Texto de lectura |
_ _ _ _

Me surgen estos pensamientos porque en la última semana he recibido peticiones para colaborar en 3 artículos de opinión (incluido este) y una participación radiofónica sobre el precio del petróleo. Aunque alguna entrevista sí que me han hecho sobretodo relacionada con la gestión  de I. Petroquímico (bolsamania, mayo del 2017), ¡no escribía un artículo exclusivo sobre petróleo desde 2005! Estamos muy lejos de una burbuja en el sector, pero la verdad es que me llama la atención este interés reciente. Lo cierto es que el precio del petróleo ha subido más de un 50% desde junio.

Durante el verano, varias compañías de exploración americana de petróleo de pizarra advirtieron de una desaceleración en el crecimiento de la oferta de este tipo de crudo. Esta ralentización era el resultado de una menor inversión provocada por unos precios más bajos, pero también era debida a unas expectativas sobre la curva de aprendizaje demasiado elevadas de las nuevas tecnologías que se están aplicando. No obstante, no fue hasta septiembre cuando los precios del crudo empezaron a subir con fuerza, también apoyados en la posibilidad de que los recortes de la producción implementados por los mayores productores mundiales (OPEP + Rusia) se alargasen más allá de marzo de 2018 y en el aumento de las tensiones geopolíticas en Irak por el referéndum de independencia kurdo. En el cuarto trimestre, los precios han continuado su escalada apoyados en la concreción de las medidas de la OPEP y los buenos datos de demanda.

_ _ _ _

Tareas del ejercicio |
**1)** Reescribe el texto sobre el precio del petróleo desde "Me surgen estos" hasta "50% desde junio." y sustituye "artículos de opinión" por "columnas de opinión".
**2)** Responde estas preguntas sobre el texto del precio del petróleo:
(a) ¿Desde qué año no se había escrito en primera persona un artículo exclusivo sobre petróleo?
(b) ¿Cuánto ha subido el precio del petróleo desde junio?
(c) ¿En qué mes empezaron los precios del crudo a subir con fuerza?
**3)** ¿Puedes continuar el texto sobre el precio del petróleo a partir de su última frase?

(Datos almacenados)
_ _ _ _

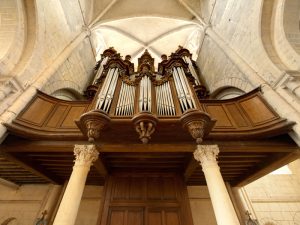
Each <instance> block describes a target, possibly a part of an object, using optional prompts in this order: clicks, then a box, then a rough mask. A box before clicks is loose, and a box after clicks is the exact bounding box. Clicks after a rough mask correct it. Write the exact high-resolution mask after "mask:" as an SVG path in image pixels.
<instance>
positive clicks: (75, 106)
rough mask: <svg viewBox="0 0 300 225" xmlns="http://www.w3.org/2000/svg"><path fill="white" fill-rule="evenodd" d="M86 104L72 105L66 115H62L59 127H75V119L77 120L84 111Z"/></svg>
mask: <svg viewBox="0 0 300 225" xmlns="http://www.w3.org/2000/svg"><path fill="white" fill-rule="evenodd" d="M85 110H86V106H72V107H71V108H70V110H69V111H68V113H67V115H66V116H65V117H64V120H63V122H62V124H61V126H60V127H61V128H73V129H76V128H77V127H76V124H75V123H74V121H75V120H78V119H79V117H80V116H81V115H82V114H83V113H84V112H85Z"/></svg>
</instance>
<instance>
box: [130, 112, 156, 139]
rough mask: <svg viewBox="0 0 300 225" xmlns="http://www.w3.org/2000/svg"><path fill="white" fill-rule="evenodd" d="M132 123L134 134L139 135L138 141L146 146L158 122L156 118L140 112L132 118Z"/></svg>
mask: <svg viewBox="0 0 300 225" xmlns="http://www.w3.org/2000/svg"><path fill="white" fill-rule="evenodd" d="M132 122H133V123H134V127H135V130H136V132H137V133H138V134H139V139H140V140H141V141H142V142H143V144H147V143H148V142H149V140H150V139H151V135H152V134H153V133H154V131H155V127H156V124H157V122H158V120H157V118H156V117H155V116H154V115H153V114H152V113H149V112H142V113H139V114H138V115H136V116H135V117H133V119H132Z"/></svg>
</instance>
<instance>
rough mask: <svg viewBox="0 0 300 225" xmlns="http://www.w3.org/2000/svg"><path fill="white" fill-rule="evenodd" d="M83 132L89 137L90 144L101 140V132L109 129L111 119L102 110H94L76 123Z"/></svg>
mask: <svg viewBox="0 0 300 225" xmlns="http://www.w3.org/2000/svg"><path fill="white" fill-rule="evenodd" d="M75 122H76V124H77V126H78V127H79V129H80V130H81V132H82V133H83V134H84V135H86V136H87V137H88V140H89V142H94V141H95V140H96V139H99V138H100V134H101V132H102V131H103V130H104V129H105V128H107V127H108V125H109V123H110V117H109V116H108V115H107V114H106V113H105V112H103V111H101V110H92V111H90V112H87V113H84V114H82V115H81V116H80V119H79V121H75Z"/></svg>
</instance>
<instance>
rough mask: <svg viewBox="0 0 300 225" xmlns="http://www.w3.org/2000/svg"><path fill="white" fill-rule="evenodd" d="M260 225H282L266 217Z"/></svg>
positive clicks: (264, 217)
mask: <svg viewBox="0 0 300 225" xmlns="http://www.w3.org/2000/svg"><path fill="white" fill-rule="evenodd" d="M259 223H260V224H261V225H281V224H280V223H279V222H278V221H275V220H273V219H272V218H269V217H264V218H262V219H260V220H259Z"/></svg>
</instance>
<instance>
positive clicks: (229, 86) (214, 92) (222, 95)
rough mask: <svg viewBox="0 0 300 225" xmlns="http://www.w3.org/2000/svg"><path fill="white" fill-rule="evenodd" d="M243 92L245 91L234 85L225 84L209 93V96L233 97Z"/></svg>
mask: <svg viewBox="0 0 300 225" xmlns="http://www.w3.org/2000/svg"><path fill="white" fill-rule="evenodd" d="M243 94H245V92H244V91H243V90H241V89H239V88H236V87H231V86H227V87H221V88H219V89H217V90H215V91H214V92H213V93H212V94H211V95H210V98H213V99H219V100H223V99H230V98H235V97H238V96H241V95H243Z"/></svg>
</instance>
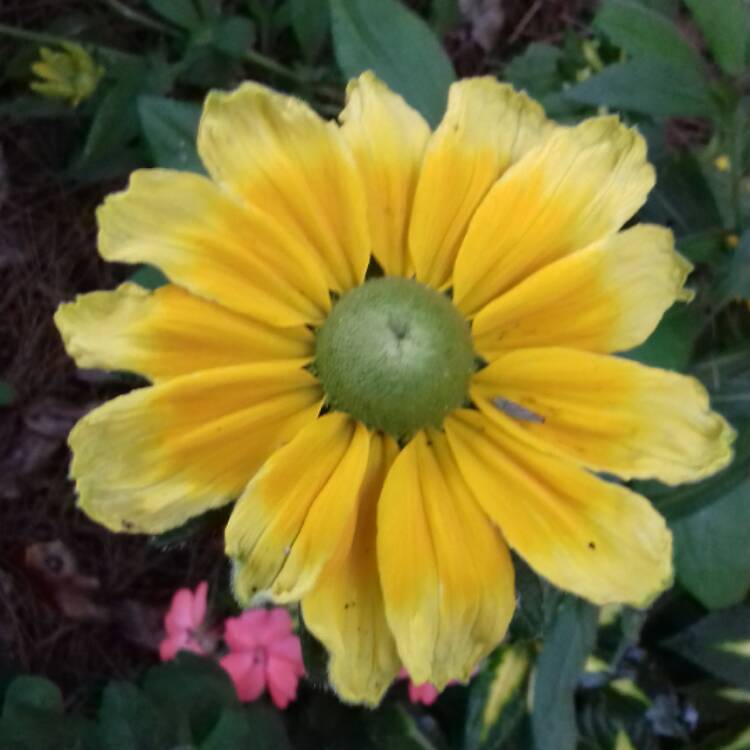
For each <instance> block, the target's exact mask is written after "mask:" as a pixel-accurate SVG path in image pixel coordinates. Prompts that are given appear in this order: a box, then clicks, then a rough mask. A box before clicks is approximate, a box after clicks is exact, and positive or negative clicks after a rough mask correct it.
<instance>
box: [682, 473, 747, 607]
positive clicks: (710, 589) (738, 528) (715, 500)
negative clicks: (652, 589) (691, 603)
mask: <svg viewBox="0 0 750 750" xmlns="http://www.w3.org/2000/svg"><path fill="white" fill-rule="evenodd" d="M748 498H750V479H748V480H747V481H745V482H742V483H740V484H738V485H736V486H735V487H734V488H733V489H731V490H730V491H729V492H727V493H726V494H725V495H723V496H721V497H720V498H718V499H717V500H715V501H713V502H712V503H710V504H708V505H706V507H704V508H702V509H701V510H699V511H698V512H697V513H694V514H692V515H690V516H687V517H686V518H682V519H680V520H679V521H676V522H673V523H672V533H673V534H674V544H675V567H676V573H677V580H678V581H679V582H680V583H681V584H682V585H683V586H684V587H685V588H686V589H687V590H688V591H689V592H690V593H691V594H692V595H693V596H694V597H695V598H696V599H698V601H700V602H701V603H702V604H703V605H704V606H706V607H707V608H708V609H721V608H724V607H730V606H732V605H733V604H738V603H739V602H741V601H742V600H743V599H744V598H745V596H746V595H747V593H748V592H749V591H750V545H749V544H748V529H750V502H748Z"/></svg>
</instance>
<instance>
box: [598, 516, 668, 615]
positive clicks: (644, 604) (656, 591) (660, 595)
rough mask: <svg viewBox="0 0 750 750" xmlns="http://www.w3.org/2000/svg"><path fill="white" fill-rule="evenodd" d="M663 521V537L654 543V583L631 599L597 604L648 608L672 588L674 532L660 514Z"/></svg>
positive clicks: (604, 602) (643, 608)
mask: <svg viewBox="0 0 750 750" xmlns="http://www.w3.org/2000/svg"><path fill="white" fill-rule="evenodd" d="M654 513H657V511H654ZM659 519H660V521H661V525H662V530H661V535H660V536H661V539H659V541H658V543H655V544H654V550H653V555H652V558H653V562H654V585H653V586H649V587H648V588H646V589H645V590H643V592H642V593H640V594H639V595H635V596H634V597H632V598H631V599H626V600H624V601H622V602H615V601H606V602H597V604H599V605H600V606H601V605H606V604H629V605H630V606H632V607H635V608H636V609H648V608H649V607H650V606H651V605H652V604H653V603H654V602H655V601H656V599H658V598H659V597H660V596H661V595H662V594H663V593H664V592H665V591H667V590H668V589H670V588H672V586H673V584H674V575H675V573H674V564H673V558H674V549H673V540H672V532H671V531H670V530H669V528H668V527H667V524H666V522H665V521H664V519H663V518H662V516H661V514H659Z"/></svg>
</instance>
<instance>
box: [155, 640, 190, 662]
mask: <svg viewBox="0 0 750 750" xmlns="http://www.w3.org/2000/svg"><path fill="white" fill-rule="evenodd" d="M187 640H188V636H187V633H178V634H176V635H172V636H167V637H166V638H165V639H164V640H163V641H162V642H161V643H160V644H159V658H160V659H161V660H162V661H169V660H170V659H174V657H175V656H176V655H177V652H178V651H181V650H182V649H183V648H184V646H185V644H186V643H187Z"/></svg>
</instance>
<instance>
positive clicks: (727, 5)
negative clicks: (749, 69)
mask: <svg viewBox="0 0 750 750" xmlns="http://www.w3.org/2000/svg"><path fill="white" fill-rule="evenodd" d="M685 4H686V5H687V6H688V8H689V9H690V12H691V13H692V15H693V18H694V19H695V22H696V23H697V24H698V26H699V27H700V29H701V31H702V32H703V35H704V36H705V37H706V42H707V43H708V47H709V49H710V50H711V53H712V54H713V56H714V59H715V60H716V62H717V63H718V64H719V65H720V66H721V67H722V68H723V69H724V70H725V71H726V72H727V73H730V74H731V75H739V74H741V73H742V72H743V71H744V70H745V53H746V46H747V39H748V33H749V31H750V22H749V18H748V8H747V4H746V3H745V2H744V1H743V0H685Z"/></svg>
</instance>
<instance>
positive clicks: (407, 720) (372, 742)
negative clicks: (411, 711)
mask: <svg viewBox="0 0 750 750" xmlns="http://www.w3.org/2000/svg"><path fill="white" fill-rule="evenodd" d="M365 722H366V728H367V735H368V736H369V738H370V740H371V741H372V744H373V747H376V748H381V747H382V748H393V749H394V750H396V748H398V750H435V746H434V745H433V743H432V742H431V741H430V740H429V739H428V737H427V736H426V735H425V734H424V732H422V730H421V729H420V728H419V727H418V726H417V723H416V722H415V721H414V719H413V717H411V716H410V715H409V714H408V713H407V712H406V710H405V709H404V707H403V706H401V705H399V704H398V703H391V704H388V705H385V706H383V707H381V708H380V709H378V710H377V711H374V712H372V713H371V714H369V715H367V716H366V718H365Z"/></svg>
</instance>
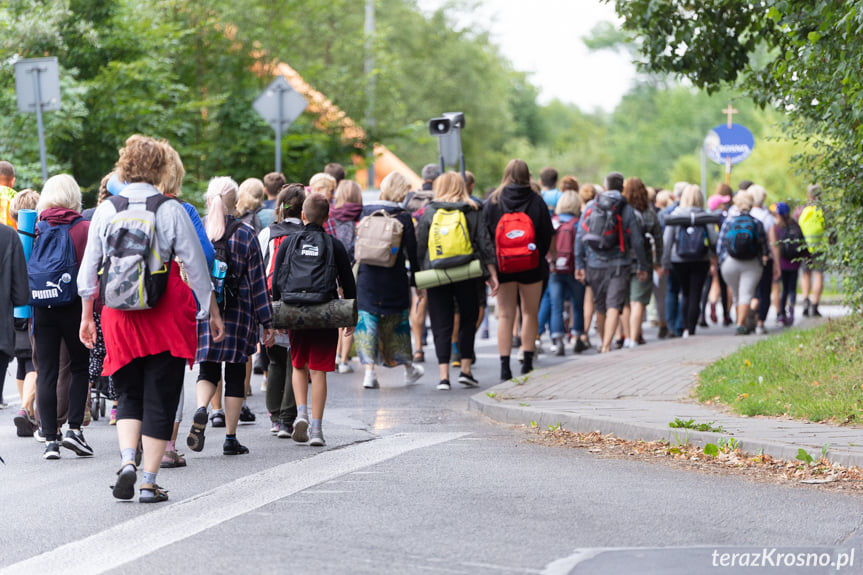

_ _ _ _

Respuestas esperadas |
**1)**
Me surgen estos pensamientos porque en la última semana he recibido peticiones para colaborar en 3 columnas de opinión (incluido este) y una participación radiofónica sobre el precio del petróleo. Aunque alguna entrevista sí que me han hecho sobretodo relacionada con la gestión  de I. Petroquímico (bolsamania, mayo del 2017), ¡no escribía un artículo exclusivo sobre petróleo desde 2005! Estamos muy lejos de una burbuja en el sector, pero la verdad es que me llama la atención este interés reciente. Lo cierto es que el precio del petróleo ha subido más de un 50% desde junio.

**2)**
(a) Desde 2005.
(b) Más de un 50%.
(c) En septiembre.

**3)**
Por el lado del refino, el huracán Harvey provocó el cierre de entre el 20 y el 25% de la capacidad de procesamiento del mercado americano y, con ello, la ampliación de los márgenes de refino y el diferencial entre el precio del petróleo Brent (entrega en Londres) y el WTI (entrega en Texas). Con todo esto, los beneficios de las compañías petrolíferas han recibido un fuerte impulso. De hecho, es el sector cuya tendencia de revisiones de beneficios más ha mejorado a nivel mundial en los últimos meses (en septiembre todavía se registraban más bajadas de estimaciones que subidas mientras que en diciembre el ratio ha sido del 1,72 subidas/ bajadas).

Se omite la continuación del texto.